--- START ---

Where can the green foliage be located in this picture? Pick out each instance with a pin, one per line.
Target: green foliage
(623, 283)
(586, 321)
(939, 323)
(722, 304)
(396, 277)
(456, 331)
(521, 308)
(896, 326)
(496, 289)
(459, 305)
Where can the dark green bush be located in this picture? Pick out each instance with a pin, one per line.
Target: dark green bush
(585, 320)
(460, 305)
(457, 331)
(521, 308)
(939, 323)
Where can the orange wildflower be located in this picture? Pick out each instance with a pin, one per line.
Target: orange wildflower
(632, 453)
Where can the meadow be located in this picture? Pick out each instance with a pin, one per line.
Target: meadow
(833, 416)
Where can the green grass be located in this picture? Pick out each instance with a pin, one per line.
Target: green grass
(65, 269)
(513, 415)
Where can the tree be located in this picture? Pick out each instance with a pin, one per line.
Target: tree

--- END ---

- **Task statement**
Please copy out the data word for word, starting at the line that contains "Where can the dark" and ending with the final line of the data.

- **Response to the exercise**
Where can the dark green bush be located in this picture? Pick out each instance with a pin, one per line.
Target: dark green bush
(585, 320)
(460, 305)
(457, 331)
(521, 308)
(939, 323)
Where can the orange wildflower be located in this picture? Pick out each instance with a pin, one per line.
Target: orange wildflower
(632, 453)
Where can the meadow be located in this picture? Pick out each instance with a pin, one per line.
Target: meadow
(833, 416)
Where can the green grass be located in this picture? Pick out each instance with a pin, one per line.
Target: green grass
(65, 269)
(513, 415)
Where can the tree be located in this picture? Pick out each instance with a pin, one per line.
Target: tree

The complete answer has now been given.